WORK ORDER
Though the entries hold pictures, only their text should be duplicated, exactly and in full.

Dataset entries
--------
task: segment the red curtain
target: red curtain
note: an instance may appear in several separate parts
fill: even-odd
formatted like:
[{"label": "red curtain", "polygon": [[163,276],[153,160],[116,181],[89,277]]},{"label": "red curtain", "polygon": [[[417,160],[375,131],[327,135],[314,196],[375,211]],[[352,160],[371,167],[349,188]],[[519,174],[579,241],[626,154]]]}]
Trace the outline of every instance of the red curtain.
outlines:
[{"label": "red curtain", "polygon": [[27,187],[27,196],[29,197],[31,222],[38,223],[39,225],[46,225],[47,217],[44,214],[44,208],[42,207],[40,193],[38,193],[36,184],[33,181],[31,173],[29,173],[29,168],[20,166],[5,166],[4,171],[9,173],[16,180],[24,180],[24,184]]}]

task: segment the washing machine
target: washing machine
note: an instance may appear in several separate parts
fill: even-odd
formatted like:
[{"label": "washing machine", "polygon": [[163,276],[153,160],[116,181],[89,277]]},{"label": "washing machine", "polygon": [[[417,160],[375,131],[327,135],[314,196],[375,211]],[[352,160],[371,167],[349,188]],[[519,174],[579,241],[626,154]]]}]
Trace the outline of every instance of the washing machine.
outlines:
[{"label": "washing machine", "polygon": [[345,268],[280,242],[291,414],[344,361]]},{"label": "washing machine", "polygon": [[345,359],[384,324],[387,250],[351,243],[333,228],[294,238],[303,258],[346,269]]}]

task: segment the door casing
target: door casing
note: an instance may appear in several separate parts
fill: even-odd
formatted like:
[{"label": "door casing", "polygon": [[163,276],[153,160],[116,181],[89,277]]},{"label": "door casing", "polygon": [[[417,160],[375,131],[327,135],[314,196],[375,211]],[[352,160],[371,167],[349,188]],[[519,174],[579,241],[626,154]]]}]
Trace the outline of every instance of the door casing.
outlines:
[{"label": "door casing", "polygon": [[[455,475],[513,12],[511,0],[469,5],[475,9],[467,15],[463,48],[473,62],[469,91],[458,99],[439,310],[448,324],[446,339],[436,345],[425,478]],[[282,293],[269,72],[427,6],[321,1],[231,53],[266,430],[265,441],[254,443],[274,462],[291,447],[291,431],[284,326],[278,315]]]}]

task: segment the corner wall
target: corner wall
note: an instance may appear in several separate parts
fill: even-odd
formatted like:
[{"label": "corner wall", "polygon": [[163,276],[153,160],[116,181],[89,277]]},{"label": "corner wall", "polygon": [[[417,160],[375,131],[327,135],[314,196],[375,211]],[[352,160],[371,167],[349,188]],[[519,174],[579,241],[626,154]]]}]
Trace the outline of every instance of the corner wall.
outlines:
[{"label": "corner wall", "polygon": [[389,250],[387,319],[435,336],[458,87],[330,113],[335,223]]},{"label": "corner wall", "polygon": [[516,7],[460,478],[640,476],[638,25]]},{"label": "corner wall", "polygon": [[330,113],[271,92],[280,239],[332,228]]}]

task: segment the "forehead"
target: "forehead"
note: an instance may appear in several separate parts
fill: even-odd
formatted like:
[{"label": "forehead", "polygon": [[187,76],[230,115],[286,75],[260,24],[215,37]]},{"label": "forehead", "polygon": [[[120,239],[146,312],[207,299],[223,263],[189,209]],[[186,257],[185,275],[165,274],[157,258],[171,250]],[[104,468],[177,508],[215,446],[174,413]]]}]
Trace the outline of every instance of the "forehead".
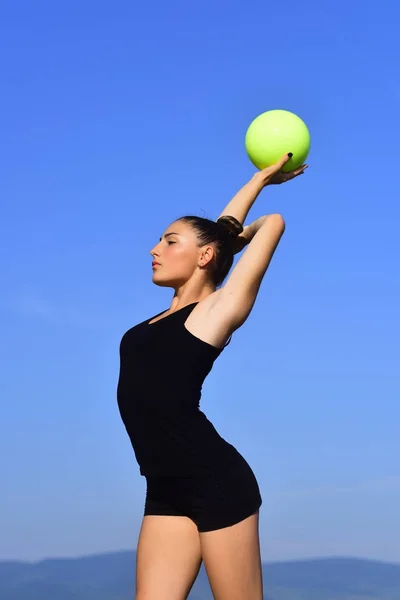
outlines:
[{"label": "forehead", "polygon": [[185,223],[184,221],[174,221],[164,231],[163,236],[172,235],[173,233],[177,235],[188,235],[189,233],[193,234],[194,232],[189,223]]}]

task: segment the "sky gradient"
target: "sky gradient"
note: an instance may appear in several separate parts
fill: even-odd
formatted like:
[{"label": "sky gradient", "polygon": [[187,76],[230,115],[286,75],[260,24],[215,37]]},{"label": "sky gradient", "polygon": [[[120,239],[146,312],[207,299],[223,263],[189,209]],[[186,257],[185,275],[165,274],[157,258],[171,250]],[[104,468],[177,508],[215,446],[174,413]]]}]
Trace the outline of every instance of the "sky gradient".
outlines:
--------
PROBLEM SOLUTION
task: segment the red curtain
target: red curtain
note: an instance may appear in several separate parts
fill: even-odd
formatted like:
[{"label": "red curtain", "polygon": [[163,276],[153,160],[116,181],[89,277]]},{"label": "red curtain", "polygon": [[[417,160],[375,131],[327,135],[314,196],[375,211]],[[352,160],[371,167],[349,188]],[[519,174],[579,241],[626,154]]]}]
Trace the outline of every instance of the red curtain.
outlines:
[{"label": "red curtain", "polygon": [[27,187],[27,196],[29,197],[31,222],[38,223],[39,225],[46,225],[47,217],[44,214],[44,208],[42,207],[40,193],[38,193],[36,184],[33,181],[31,173],[29,173],[29,168],[20,166],[5,166],[4,171],[9,173],[16,180],[24,180],[24,184]]}]

task: segment the washing machine
target: washing machine
note: an instance may appear in several separate parts
fill: even-odd
formatted like:
[{"label": "washing machine", "polygon": [[163,276],[153,160],[116,181],[89,277]]},{"label": "washing machine", "polygon": [[[417,160],[375,131],[327,135],[314,196],[375,211]],[[352,160],[371,167],[349,188]],[[519,174],[579,241],[626,154]]]}]
Trace the outline of every instance of the washing machine.
outlines:
[{"label": "washing machine", "polygon": [[345,268],[280,242],[291,414],[344,361]]},{"label": "washing machine", "polygon": [[345,359],[384,324],[387,250],[351,243],[333,228],[294,238],[303,258],[346,269]]}]

task: segment the door casing
target: door casing
note: an instance may appear in several separate parts
fill: even-odd
formatted like:
[{"label": "door casing", "polygon": [[163,276],[153,160],[116,181],[89,277]]},{"label": "door casing", "polygon": [[[417,160],[375,131],[327,135],[314,196],[375,211]],[[352,160],[371,167],[349,188]],[[519,174],[579,241],[626,154]]]}]
Trace the outline of every instance of the door casing.
outlines:
[{"label": "door casing", "polygon": [[[455,475],[513,12],[511,0],[469,5],[475,9],[467,15],[463,48],[473,62],[469,91],[458,99],[439,310],[448,324],[446,339],[436,345],[425,478]],[[282,293],[269,72],[427,6],[321,1],[231,53],[266,430],[265,441],[254,443],[274,462],[291,447],[291,431],[284,326],[278,315]]]}]

task: segment the corner wall
target: corner wall
note: an instance may appear in several separate parts
fill: even-odd
formatted like:
[{"label": "corner wall", "polygon": [[163,276],[153,160],[116,181],[89,277]]},{"label": "corner wall", "polygon": [[[417,160],[375,131],[327,135],[314,196],[375,211]],[[352,160],[371,167],[349,188]],[[519,174],[579,241],[626,154]]]}]
Trace the outline of every instance of the corner wall.
outlines:
[{"label": "corner wall", "polygon": [[389,250],[387,319],[435,336],[458,87],[330,113],[335,223]]},{"label": "corner wall", "polygon": [[516,7],[460,478],[640,476],[638,25]]},{"label": "corner wall", "polygon": [[330,113],[271,92],[280,239],[332,228]]}]

task: segment the "forehead"
target: "forehead"
note: an instance may appear in several separate parts
fill: even-odd
formatted like:
[{"label": "forehead", "polygon": [[187,76],[230,115],[286,75],[260,24],[215,37]]},{"label": "forehead", "polygon": [[[120,239],[146,312],[207,299],[223,263],[189,209]],[[186,257],[185,275],[165,274],[157,258],[171,250]],[[104,468],[177,508],[215,446],[174,413]]]}]
Trace the outline of every instance of the "forehead".
outlines:
[{"label": "forehead", "polygon": [[185,223],[184,221],[174,221],[164,231],[163,236],[172,235],[173,233],[177,235],[188,235],[189,233],[193,234],[194,232],[189,223]]}]

task: segment the "sky gradient"
target: "sky gradient"
note: an instance may appear in several separate parts
fill: even-odd
formatted like:
[{"label": "sky gradient", "polygon": [[187,76],[230,115],[286,75],[260,24],[215,37]]},{"label": "sky gradient", "polygon": [[[120,239],[146,312],[207,299],[223,263],[189,209]],[[186,257],[185,275],[165,274],[157,258],[171,250]],[[104,468],[177,508],[215,446],[174,413]]]}]
Trace the outline of every instance of the "sky gradient".
outlines:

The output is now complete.